Prompt: In full and without alteration, output each record given here.

Given data:
::::
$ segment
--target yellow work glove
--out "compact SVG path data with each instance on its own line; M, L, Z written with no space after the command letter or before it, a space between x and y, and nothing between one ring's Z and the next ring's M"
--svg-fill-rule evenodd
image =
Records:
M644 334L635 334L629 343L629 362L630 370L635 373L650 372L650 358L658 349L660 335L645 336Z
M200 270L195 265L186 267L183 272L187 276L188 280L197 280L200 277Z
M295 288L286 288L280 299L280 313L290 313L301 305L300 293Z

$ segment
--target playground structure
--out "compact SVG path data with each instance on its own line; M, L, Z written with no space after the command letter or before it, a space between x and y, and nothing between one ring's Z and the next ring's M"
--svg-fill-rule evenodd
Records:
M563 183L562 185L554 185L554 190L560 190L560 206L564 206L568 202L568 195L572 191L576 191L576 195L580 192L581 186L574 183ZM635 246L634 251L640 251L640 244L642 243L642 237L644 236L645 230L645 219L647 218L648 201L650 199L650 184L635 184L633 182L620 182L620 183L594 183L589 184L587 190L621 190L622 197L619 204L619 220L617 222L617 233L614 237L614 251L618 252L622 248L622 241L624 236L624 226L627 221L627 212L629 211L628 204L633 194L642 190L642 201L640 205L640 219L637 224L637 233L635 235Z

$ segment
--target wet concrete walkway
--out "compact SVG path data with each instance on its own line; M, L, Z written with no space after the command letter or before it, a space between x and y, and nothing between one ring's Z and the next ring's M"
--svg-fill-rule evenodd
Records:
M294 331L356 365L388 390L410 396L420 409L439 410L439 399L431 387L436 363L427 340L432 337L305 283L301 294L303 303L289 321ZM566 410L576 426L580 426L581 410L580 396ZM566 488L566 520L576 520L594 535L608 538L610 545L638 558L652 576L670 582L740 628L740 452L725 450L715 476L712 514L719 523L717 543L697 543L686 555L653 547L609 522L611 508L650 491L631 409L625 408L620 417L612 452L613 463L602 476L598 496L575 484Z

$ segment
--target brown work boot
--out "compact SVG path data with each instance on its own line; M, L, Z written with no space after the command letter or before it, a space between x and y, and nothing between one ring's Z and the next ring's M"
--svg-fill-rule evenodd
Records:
::::
Output:
$ segment
--target yellow work glove
--out "compact SVG path data with each instance on its own line; M, L, Z written with no space after the command letter or before it, a space between x and y, and nothing between one ring's Z and the next ring's M"
--svg-fill-rule evenodd
image =
Records:
M644 334L635 334L629 343L629 362L630 370L635 373L650 372L650 358L658 349L660 335L645 336Z
M200 270L195 265L186 267L183 272L187 276L188 280L197 280L200 277Z
M295 288L286 288L280 299L280 313L290 313L301 305L300 293Z

$ segment
--target playground structure
--out "compact SVG path data with each instance on its own line; M, L, Z written with no space after the command letter or before it, a space between x and y, and nothing between one ring's Z and the next ring's M"
--svg-fill-rule evenodd
Records:
M563 183L562 185L554 185L554 190L560 190L560 206L564 206L568 202L568 195L572 191L576 191L576 195L580 192L581 186L574 183ZM635 246L634 251L640 251L640 244L642 243L642 237L644 236L645 230L645 219L647 218L648 201L650 199L650 184L635 184L633 182L620 182L620 183L594 183L589 184L587 190L621 190L622 197L619 204L619 220L617 222L617 233L614 237L614 251L618 252L622 248L622 241L624 236L624 226L627 221L627 212L629 211L628 204L633 194L642 190L642 201L640 205L640 219L637 224L637 233L635 235Z

$ segment
--target wet concrete walkway
--out "compact SVG path data with each instance on its own line; M, L, Z written with no space after the command letter or before it, a space between x and y, and nothing between one ring's Z and the next ring's M"
--svg-fill-rule evenodd
Records:
M294 331L356 365L388 390L410 396L420 409L439 410L439 399L431 387L436 363L427 340L432 337L305 283L301 294L303 303L289 321ZM566 410L576 426L580 426L581 410L580 396ZM566 488L566 520L576 520L594 535L608 538L610 545L638 558L652 576L670 582L740 628L740 452L725 450L715 476L712 514L719 523L717 543L697 543L686 555L653 547L609 522L611 508L650 491L631 409L625 408L620 417L612 452L613 463L602 476L598 496L575 484Z

$ segment
--target brown work boot
--out "compact SVG path data with each instance on its own line; M, L, Z written with no space after the command letter or before it, a space between x and y, and nothing between one ring's Z and the next ring's M"
--svg-fill-rule evenodd
Records:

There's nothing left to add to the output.